▸ **SET PROBLEM 1**
Translate this sentence from the dramshop liability excerpt into Spanish: "We will not promote legislative silence to legislative preemption."
▸ **SET PROBLEM 2**
Name every state that the dramshop liability excerpt says passed statutes severely restricting the courts' expansion of civil liability for sellers of intoxicating beverages.
▸ **SET PROBLEM 3**
Summarize the dramshop liability excerpt in two sentences.

▸ **DOCUMENT EXCERPT**
·····
But the courts appear to be moving in the other direction. Last year there were significant decisions that expanded liability in Oklahoma, ... Texas, ... and West Virginia, where tavern and restaurant owners were held liable for the first time.
J. Goldberg, One for the Road; Liquor Liability Broadens, _ A.B.A.J. 85, 86 (June 1, 1987). Another writes:
The light of reforms so easily implemented by the various courts dimmed as it filtered through the state legislatures of Alaska, California, Florida, Oregon, and South Dakota. The legislatures of these states examined the liberal trend of the courts in applying civil liability to the purveyor of intoxicating beverages, and passed statutes which severely restricted the tides of judicial prohibition.
Rinden, at 962. Our experience in Iowa is similar, as illustrated by the legislature’s “abrogation” of our social host case, Clark v. Mincks.
At least one writer attributes the legislative constriction of civil damage actions to the direct influence of intensive liquor interest lobbying. Humphrey, Tennessee Sharply Cuts “Dramshop ” Liability, — Nat’l L.J. 3 (1986); see Comment, Server vs. Driver Liability: A Suggested Change to Reduce Drinking and Driving, — N. Ill.U.L.Rev. 257, 258 (1987). The effect of such lobbying is, perhaps, nowhere more obvious than in Iowa.
Similar questions involving narrowly drawn dramshop statutes, and the efforts of state courts to supplement the statutes, are found in the experiences of Minnesota, Ohio, and Colorado. The court in Trail v. Christian noted the restrictive scope of Minnesota’s dramshop statute and addressed the question whether a common-law claim should be recognized. According to the Minnesota court, the fact that the legislature had failed to include 3.2 beer (which was involved in Trail) in the dram-shop statute did not preclude a common-law suit based on the sale of 3.2 beer, stating:
We will not promote legislative silence to legislative preemption. To do so would immunize a certain segment of the liquor industry, namely, dispensers of 3.2 beer, from liability for negligent conduct to innocent third persons.
·····
▸ **RECORDS PROVIDED**

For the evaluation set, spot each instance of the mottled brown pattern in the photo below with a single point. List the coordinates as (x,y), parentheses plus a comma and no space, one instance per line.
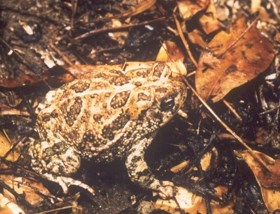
(105,115)
(120,121)
(107,132)
(80,86)
(158,68)
(118,80)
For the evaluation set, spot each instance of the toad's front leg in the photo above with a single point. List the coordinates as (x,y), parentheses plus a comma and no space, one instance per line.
(140,173)
(55,162)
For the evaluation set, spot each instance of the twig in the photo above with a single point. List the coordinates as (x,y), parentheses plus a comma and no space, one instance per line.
(227,104)
(238,38)
(104,30)
(187,47)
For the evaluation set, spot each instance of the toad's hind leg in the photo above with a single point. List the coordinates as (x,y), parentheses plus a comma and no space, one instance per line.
(55,162)
(140,173)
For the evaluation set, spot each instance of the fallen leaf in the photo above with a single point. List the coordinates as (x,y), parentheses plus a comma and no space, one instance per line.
(188,202)
(232,59)
(169,52)
(9,207)
(5,146)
·····
▸ **WORKED ANSWER 1**
No elevaremos el silencio legislativo al rango de preempción legislativa.

▸ **WORKED ANSWER 2**
Alaska, California, Florida, Oregon, South Dakota

▸ **WORKED ANSWER 3**
While courts in states such as Oklahoma, Texas, and West Virginia expanded liability for sellers of alcohol, legislatures in states including Alaska, California, Florida, Oregon, South Dakota, and Iowa passed statutes restricting it, a trend at least one writer attributes to liquor industry lobbying. In Trail v. Christian, the Minnesota court held that the legislature's omission of 3.2 beer from the dramshop statute did not preclude a common-law suit based on its sale.